**Fragmento de origen:**
- - - - -
30 de noviembre de 2009

UN POEMA CADA DÍA

i)
Repítelo otra vez
¿Desde dónde hablas?
Di yo
y entra en los árboles
déjate regar por su penumbra
y embalsámate de la armonía de la brisa

repite otra vez

a la impertinencia de tus pensamientos.

ii)

Los que están allá son mis enemigos
y yo quiero mando en plaza
y el agua que mana de sus fuentes

dadles mi agrio hedor
y el crujir de sus insectos

atadles para siempre a sus espíritus

y hacedme una corona
ahora que aun sabemos de la virtud de nuestro semen
y de la ignorancia del castigo.


iii)

Más allá está lo oscuro
lo intangible
siempre presente


iii

Quizás la memoria
en la taza de café o en la cerveza
amargos
reflejos amarillos
y el humo
y el rumor
de las hojas de un jardín ausente

22 de noviembre de 2009

Cuento para Eva

Entre fogones

Iba de compras por Jaener’s, unos grandes almacenes situados en la comercial Princess Street de Edimburgo, cuando subiendo una escalera mecánica vi a Jane. Jane, de niña, cuando venía al colegio de Tamaimo en Tenerife, donde yo era la directora y profesora de español para extranjeros, era una monada de ojos azules, melena rubia y aspecto frágil. El dibujo clásico de niña de cuento de hadas. Ahora seguía siendo preciosa, los ojos azul pálido, pero el pelo, negro. Obviamente debía de habérselo teñido. Se mostró muy cariñosa y con ganas de hablar. Se notaba que la dependencia alumna maestra le había dejado huella y Jane sentía un gran afecto por mi. Afecto y respeto, como veremos más tarde.
- - - - -
**Datos proporcionados:**
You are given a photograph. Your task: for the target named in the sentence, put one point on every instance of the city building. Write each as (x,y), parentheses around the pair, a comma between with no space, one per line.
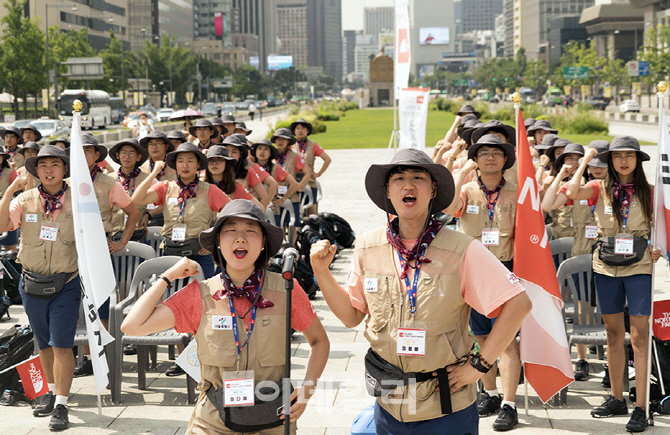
- - - - -
**Tareas por realizar:**
- 1) Imprime sin cambios, del texto de los poemas y el cuento, el pasaje que se abre con las palabras que contienen "Los que están" y se cierra con "ignorancia del castigo.".
- 2) Prosigue el texto de los poemas y el cuento desde el punto en que se detiene.

**Respuestas finales:**
- 1)
Los que están allá son mis enemigos
y yo quiero mando en plaza
y el agua que mana de sus fuentes

dadles mi agrio hedor
y el crujir de sus insectos

atadles para siempre a sus espíritus

y hacedme una corona
ahora que aun sabemos de la virtud de nuestro semen
y de la ignorancia del castigo.

- 2)
Fuimos a tomar un café en un Costa Coffee Lounge cerca de la estación central de ferrocarriles. Yo, con mi innato interés por todas las personas a las que conozco, enseguida comencé a hacerle preguntas: que dónde vives, que dónde trabajas, que si estás casada y cuántos hijos tienes. Jane sonreía e iba contestando a cuantas preguntas surgían de mi manantial de interrogantes: que ella vivía en Brighton, al sur de Inglaterra y que se casó un hindú que la trajo a vivir a Escocia, a Linlithgoe, un lugar tranquilo, a 28 kms. de Edimburgo. Un pueblo muy bonito, con un castillo medieval precioso. Yo lo conocía y sabía que este castillo había sido refugio de María Estuardo.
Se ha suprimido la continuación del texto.